# [What you have to do]
Copy out every line of the entries, starting with the line that contains "Outline every instance of the glass" and going on through the last line of the entries, and shift each pixel coordinate in the answers by adding 30 to it. Leave all other text in those lines unchanged.

# [Provided data]
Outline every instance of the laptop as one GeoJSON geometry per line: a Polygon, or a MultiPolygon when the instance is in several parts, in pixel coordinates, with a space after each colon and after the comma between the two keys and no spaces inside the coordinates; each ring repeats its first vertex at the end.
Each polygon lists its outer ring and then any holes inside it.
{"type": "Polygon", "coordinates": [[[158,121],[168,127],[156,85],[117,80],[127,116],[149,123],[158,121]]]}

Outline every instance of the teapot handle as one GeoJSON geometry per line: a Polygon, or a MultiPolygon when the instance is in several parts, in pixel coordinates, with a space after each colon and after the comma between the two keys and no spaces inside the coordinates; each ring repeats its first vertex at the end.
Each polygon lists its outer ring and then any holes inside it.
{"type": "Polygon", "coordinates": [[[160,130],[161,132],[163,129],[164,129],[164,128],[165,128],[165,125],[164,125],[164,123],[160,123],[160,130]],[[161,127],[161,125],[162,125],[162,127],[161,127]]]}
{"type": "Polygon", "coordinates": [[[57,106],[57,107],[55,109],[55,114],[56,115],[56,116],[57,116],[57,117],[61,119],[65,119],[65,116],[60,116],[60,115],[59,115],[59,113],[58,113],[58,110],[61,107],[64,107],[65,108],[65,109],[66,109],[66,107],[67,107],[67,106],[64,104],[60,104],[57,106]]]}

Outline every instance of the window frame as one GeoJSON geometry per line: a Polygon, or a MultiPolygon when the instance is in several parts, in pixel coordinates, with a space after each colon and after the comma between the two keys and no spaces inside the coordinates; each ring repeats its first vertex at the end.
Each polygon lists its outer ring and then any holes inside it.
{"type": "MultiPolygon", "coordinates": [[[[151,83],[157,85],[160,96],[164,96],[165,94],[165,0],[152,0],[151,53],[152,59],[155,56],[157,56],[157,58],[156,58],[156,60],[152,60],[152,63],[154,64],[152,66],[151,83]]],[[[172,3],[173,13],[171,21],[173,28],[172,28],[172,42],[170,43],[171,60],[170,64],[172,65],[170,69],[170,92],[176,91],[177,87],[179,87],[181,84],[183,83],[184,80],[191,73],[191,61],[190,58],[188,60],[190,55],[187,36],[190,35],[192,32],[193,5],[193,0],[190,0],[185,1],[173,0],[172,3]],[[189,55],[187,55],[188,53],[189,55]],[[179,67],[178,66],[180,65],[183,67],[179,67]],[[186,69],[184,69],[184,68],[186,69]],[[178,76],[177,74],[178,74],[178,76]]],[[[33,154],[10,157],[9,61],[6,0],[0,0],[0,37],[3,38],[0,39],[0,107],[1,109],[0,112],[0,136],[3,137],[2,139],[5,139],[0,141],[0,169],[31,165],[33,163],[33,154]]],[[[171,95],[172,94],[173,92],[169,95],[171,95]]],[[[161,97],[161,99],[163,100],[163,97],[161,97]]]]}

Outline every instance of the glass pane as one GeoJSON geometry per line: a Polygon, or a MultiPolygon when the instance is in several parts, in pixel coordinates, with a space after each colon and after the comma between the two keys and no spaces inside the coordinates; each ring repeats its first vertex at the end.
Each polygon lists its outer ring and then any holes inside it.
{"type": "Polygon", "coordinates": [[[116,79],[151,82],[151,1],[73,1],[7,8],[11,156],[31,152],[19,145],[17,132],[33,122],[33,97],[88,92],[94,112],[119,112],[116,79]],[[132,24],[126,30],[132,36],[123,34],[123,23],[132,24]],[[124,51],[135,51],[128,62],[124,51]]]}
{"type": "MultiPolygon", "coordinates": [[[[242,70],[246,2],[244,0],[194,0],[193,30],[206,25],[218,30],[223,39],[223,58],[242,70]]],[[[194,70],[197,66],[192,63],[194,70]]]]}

# [Correct output]
Outline every instance of the glass pane as one GeoJSON geometry per line: a Polygon, or a MultiPolygon when the instance is in several parts, in pixel coordinates, with a space after each colon and after the comma between the two keys and no spaces inside the coordinates; each ring repeats its first vertex at the end.
Each polygon lists its outer ring and then any holes inside it.
{"type": "Polygon", "coordinates": [[[146,109],[181,112],[181,31],[103,31],[37,38],[41,186],[61,182],[49,175],[47,162],[63,152],[63,127],[118,122],[124,142],[149,142],[146,109]],[[162,54],[156,60],[162,66],[153,64],[153,53],[162,54]],[[154,81],[165,81],[158,92],[154,81]]]}
{"type": "MultiPolygon", "coordinates": [[[[272,100],[276,32],[274,30],[224,30],[223,60],[236,55],[248,60],[253,69],[253,88],[272,100]]],[[[224,100],[227,96],[222,93],[224,100]]]]}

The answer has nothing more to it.